____ Okuma Metni

Türkiye

Buğra Kavuncu’dan komisyon tepkisi

İYİ Parti Grup Başkanvekili ve İstanbul Milletvekili Buğra Kavuncu, süreç komisyonuna üye vermeyen İYİ Parti yerine komisyon üyesi 3 partiden yeni üye istenmesine tepki gösterdi. Kavuncu, “Bizim boşalttığımız koltukları diğer siyasi partilerden üye alarak doldurmak kabul edilebilir bir yaklaşım değildir” dedi.

İYİ Parti Grup Başkanvekili ve İstanbul Milletvekili Buğra Kavuncu, TBMM’de gündeme dair basın toplantısı düzenledi.

Sahte diploma skandalına değinen Kavuncu, “Bu olay bugünkü iktidarın yaşadığı savrulmanın çok açık bir göstergesi” değerlendirmesini yaptı.

İki memurun, e-imzalarının başkaları tarafından kullanıldığını fark etmesi üzerine soruşturmanın başladığına işaret eden Kavuncu, “Bu işi organize edenlerin dikkatsizlikleri olmasa bu işi de öğrenemeyecektik” dedi.

İktidarın her alanı tahrip ettiğini savunan Kavuncu, daha önce aynı suçtan yakalanan şebekenin daha sonra serbest bırakıldıklarına işaret etti.

İktidarın ayakta kalabilmek için sadece kendisine odaklandığını dile getiren Kavuncu, “Deprem oluyor, on binlerce insanımızı kaybediyoruz. Orman yangınları çıkıyor, yüzbinlerce hektar orman alanımız heba oluyor. O kadar kendilerine odaklanıyorlar ki; dün terörist dedikleriyle bugün bizlere özgürlük savaşçısı olarak dayatmaya çalışıyorlar” şeklinde konuştu.

________
____ Gösterilen Girdiler

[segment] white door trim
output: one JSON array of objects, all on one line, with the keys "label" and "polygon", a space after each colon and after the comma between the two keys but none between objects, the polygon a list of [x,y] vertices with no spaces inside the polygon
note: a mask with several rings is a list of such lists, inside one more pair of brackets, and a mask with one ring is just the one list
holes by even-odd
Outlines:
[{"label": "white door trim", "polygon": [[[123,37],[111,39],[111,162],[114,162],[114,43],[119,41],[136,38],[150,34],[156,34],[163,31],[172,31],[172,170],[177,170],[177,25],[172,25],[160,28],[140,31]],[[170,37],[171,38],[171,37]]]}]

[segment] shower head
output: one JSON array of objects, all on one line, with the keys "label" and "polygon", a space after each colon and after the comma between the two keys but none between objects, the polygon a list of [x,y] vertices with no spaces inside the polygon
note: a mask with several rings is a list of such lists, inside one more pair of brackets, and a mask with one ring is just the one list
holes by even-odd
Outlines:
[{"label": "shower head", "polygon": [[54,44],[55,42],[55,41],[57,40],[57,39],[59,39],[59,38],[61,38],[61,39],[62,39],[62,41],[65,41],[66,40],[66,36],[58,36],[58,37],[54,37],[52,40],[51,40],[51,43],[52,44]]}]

________

▸ Görevler:
A: Kavuncu haberinde "İktidarın ayakta kalabilmek için" diye başlayan paragrafı, ana bilgilerini koruyarak madde listesine dönüştürün.
B: Lütfen Kavuncu haberini kaldığı yerden sürdürün.
Girdilerin Kavuncu haberiyle hiçbir bağlantısı yoktur.

▸ Alıştırma Yanıtları:
A:
Kavuncu'ya göre:
- İktidar ayakta kalabilmek için yalnızca kendisine odaklanıyor.
- Depremlerde on binlerce insan kaybediliyor.
- Orman yangınlarında yüz binlerce hektar orman alanı heba oluyor.
- İktidar, dün terörist dediklerini bugün özgürlük savaşçısı olarak dayatmaya çalışıyor.

B:
Kavuncu, sahte diploma skandalıyla birlikte ‘alın teriyle çalıştığımda bir yere varırım’ düşüncesinin tahrip edildiğini ekledi.

“Sınırsız güç nasıl bir canavara dönüştü bunu hep birlikte görüyoruz” diyen Kavuncu, Cumhurbaşkanlığı Hükümet Sistemi’nin bu canavarı beslediğini söyledi.

Gençlere seslenen Kavuncu, “Bu iktidarın artık anlatacağı bir şey kalmadı. Türkiye yeni bir hikaye yazacak. Bu da gençlerle yazılacak” dedi.

TBMM’deki komisyona yeni üyeler

Terör örgütü elebaşı Abdullah Öcalan’a yapılan çağrıyla başlayan süreç kapsamında TBMM’de kurulan komisyona üye vermemeleri üzerine, İYİ Parti yerine 3 partiden yeni üye istendiğini hatırlatan Kavuncu, “Bu, Meclis Başkanlığı’nın keyfe keder almış olduğu bir karardır” değerlendirmesini yaptı.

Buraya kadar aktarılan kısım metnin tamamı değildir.